## Your task
Which lines of the listing below contain the word "concrete"? Find each one and copy it in full. Case counts.

## Records provided
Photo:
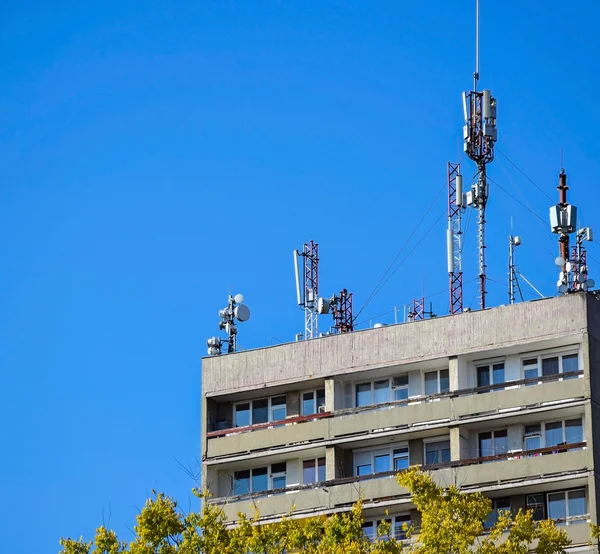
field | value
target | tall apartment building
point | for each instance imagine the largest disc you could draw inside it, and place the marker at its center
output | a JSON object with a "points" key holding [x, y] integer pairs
{"points": [[503, 401]]}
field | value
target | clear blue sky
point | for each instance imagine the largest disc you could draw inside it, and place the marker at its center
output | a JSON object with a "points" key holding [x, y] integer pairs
{"points": [[153, 154]]}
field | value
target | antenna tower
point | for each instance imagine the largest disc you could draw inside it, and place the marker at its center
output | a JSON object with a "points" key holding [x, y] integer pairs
{"points": [[454, 237], [308, 295], [573, 276], [513, 281], [341, 307], [480, 135]]}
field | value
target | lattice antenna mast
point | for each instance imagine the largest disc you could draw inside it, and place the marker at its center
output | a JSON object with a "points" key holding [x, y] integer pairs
{"points": [[454, 237], [308, 293], [513, 282], [480, 135]]}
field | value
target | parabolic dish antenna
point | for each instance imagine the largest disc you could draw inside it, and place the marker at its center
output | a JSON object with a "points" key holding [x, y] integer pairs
{"points": [[242, 312]]}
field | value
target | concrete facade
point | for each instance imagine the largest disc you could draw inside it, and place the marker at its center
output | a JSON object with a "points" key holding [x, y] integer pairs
{"points": [[504, 401]]}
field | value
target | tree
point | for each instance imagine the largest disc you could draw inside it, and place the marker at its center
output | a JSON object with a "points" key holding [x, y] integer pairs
{"points": [[452, 522]]}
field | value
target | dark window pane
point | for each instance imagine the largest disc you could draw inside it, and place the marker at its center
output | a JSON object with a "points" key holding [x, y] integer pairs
{"points": [[363, 394], [242, 415], [363, 470], [485, 444], [320, 398], [308, 472], [381, 391], [241, 482], [321, 469], [308, 403], [431, 383], [557, 506], [576, 504], [550, 366], [260, 479], [279, 468], [498, 373], [573, 431], [382, 463], [554, 433], [260, 411], [483, 376], [444, 380], [279, 482]]}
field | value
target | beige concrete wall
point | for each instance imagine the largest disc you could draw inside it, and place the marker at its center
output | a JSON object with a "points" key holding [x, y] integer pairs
{"points": [[395, 344]]}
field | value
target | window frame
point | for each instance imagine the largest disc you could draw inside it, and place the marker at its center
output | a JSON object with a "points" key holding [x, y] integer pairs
{"points": [[316, 468], [441, 438], [376, 451], [314, 392], [566, 493], [269, 409], [270, 475], [563, 422], [559, 353]]}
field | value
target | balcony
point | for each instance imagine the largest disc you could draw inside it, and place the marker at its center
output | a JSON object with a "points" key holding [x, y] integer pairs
{"points": [[392, 417], [518, 468]]}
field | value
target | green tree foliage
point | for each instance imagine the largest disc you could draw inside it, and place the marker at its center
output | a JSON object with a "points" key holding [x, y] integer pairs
{"points": [[451, 523]]}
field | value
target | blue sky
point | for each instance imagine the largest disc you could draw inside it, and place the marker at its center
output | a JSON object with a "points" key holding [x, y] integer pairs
{"points": [[155, 155]]}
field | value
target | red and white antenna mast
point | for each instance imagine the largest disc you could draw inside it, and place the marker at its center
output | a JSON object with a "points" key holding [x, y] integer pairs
{"points": [[454, 237]]}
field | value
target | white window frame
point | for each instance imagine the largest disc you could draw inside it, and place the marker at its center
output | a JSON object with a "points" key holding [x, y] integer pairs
{"points": [[319, 409], [563, 422], [569, 516], [438, 379], [316, 461], [392, 520], [559, 353], [269, 408], [493, 432], [378, 451], [441, 438], [270, 476]]}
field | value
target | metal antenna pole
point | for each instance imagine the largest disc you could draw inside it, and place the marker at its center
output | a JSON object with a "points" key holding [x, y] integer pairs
{"points": [[476, 74]]}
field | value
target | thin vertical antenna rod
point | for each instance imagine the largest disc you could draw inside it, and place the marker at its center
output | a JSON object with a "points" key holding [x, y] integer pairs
{"points": [[476, 74]]}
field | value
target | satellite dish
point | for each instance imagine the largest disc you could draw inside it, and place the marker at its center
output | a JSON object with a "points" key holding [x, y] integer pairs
{"points": [[323, 306], [241, 312]]}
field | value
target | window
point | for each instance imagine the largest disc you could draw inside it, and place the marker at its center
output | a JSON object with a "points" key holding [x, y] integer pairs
{"points": [[367, 462], [492, 374], [396, 524], [437, 381], [532, 437], [313, 471], [313, 402], [535, 502], [401, 458], [493, 443], [400, 387], [566, 505], [437, 452], [499, 505], [563, 432], [550, 365], [260, 479], [260, 411]]}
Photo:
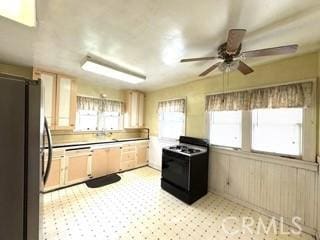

## Exercise response
target | concrete facade
target | beige concrete wall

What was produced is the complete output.